> _Short task_: Find each line in the items below that contains the word "every", matching case exactly, and copy those lines.

> _Data excerpts_:
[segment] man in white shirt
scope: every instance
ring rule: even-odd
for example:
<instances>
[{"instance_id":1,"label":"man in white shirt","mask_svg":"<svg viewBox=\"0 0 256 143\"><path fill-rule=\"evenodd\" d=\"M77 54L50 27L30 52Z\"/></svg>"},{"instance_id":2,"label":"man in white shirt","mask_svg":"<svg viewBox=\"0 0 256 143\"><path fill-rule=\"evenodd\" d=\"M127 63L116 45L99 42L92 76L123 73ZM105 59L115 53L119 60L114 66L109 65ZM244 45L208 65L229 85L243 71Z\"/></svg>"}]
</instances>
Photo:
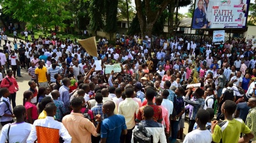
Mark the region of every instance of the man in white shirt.
<instances>
[{"instance_id":1,"label":"man in white shirt","mask_svg":"<svg viewBox=\"0 0 256 143\"><path fill-rule=\"evenodd\" d=\"M44 111L47 116L45 119L36 120L27 139L27 143L34 143L37 139L38 142L48 141L51 142L59 142L61 137L64 142L71 142L72 137L62 123L54 120L57 107L54 102L46 105ZM51 134L49 134L51 133Z\"/></svg>"},{"instance_id":2,"label":"man in white shirt","mask_svg":"<svg viewBox=\"0 0 256 143\"><path fill-rule=\"evenodd\" d=\"M165 75L165 71L163 70L163 67L162 65L159 66L159 70L157 71L161 76L162 78L163 77L163 75Z\"/></svg>"},{"instance_id":3,"label":"man in white shirt","mask_svg":"<svg viewBox=\"0 0 256 143\"><path fill-rule=\"evenodd\" d=\"M236 60L234 63L234 65L236 67L236 70L237 71L240 71L240 68L241 67L241 61L240 60L240 57L237 57L237 60Z\"/></svg>"},{"instance_id":4,"label":"man in white shirt","mask_svg":"<svg viewBox=\"0 0 256 143\"><path fill-rule=\"evenodd\" d=\"M230 82L234 83L236 86L241 86L243 78L241 77L241 72L238 71L236 74L236 76L233 76L230 79Z\"/></svg>"},{"instance_id":5,"label":"man in white shirt","mask_svg":"<svg viewBox=\"0 0 256 143\"><path fill-rule=\"evenodd\" d=\"M210 113L205 109L200 109L197 111L195 122L198 129L186 135L183 142L211 143L212 137L211 132L205 128L206 124L210 118Z\"/></svg>"},{"instance_id":6,"label":"man in white shirt","mask_svg":"<svg viewBox=\"0 0 256 143\"><path fill-rule=\"evenodd\" d=\"M24 34L25 35L25 41L27 41L29 39L27 38L27 35L29 33L27 32L27 30L24 32Z\"/></svg>"},{"instance_id":7,"label":"man in white shirt","mask_svg":"<svg viewBox=\"0 0 256 143\"><path fill-rule=\"evenodd\" d=\"M16 106L13 108L13 114L16 118L16 122L3 127L0 135L0 142L5 142L6 140L9 142L26 142L33 124L24 122L27 115L25 107L23 105Z\"/></svg>"},{"instance_id":8,"label":"man in white shirt","mask_svg":"<svg viewBox=\"0 0 256 143\"><path fill-rule=\"evenodd\" d=\"M212 108L212 105L214 104L214 89L212 87L208 87L205 91L205 94L207 95L205 98L205 102L204 104L204 109L206 109L208 108Z\"/></svg>"},{"instance_id":9,"label":"man in white shirt","mask_svg":"<svg viewBox=\"0 0 256 143\"><path fill-rule=\"evenodd\" d=\"M115 50L114 50L113 52L113 56L114 57L114 59L116 60L118 60L118 58L119 58L119 54L116 53Z\"/></svg>"}]
</instances>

> _Task solution_:
scope: every instance
Mark the region of every instance of the man in white shirt.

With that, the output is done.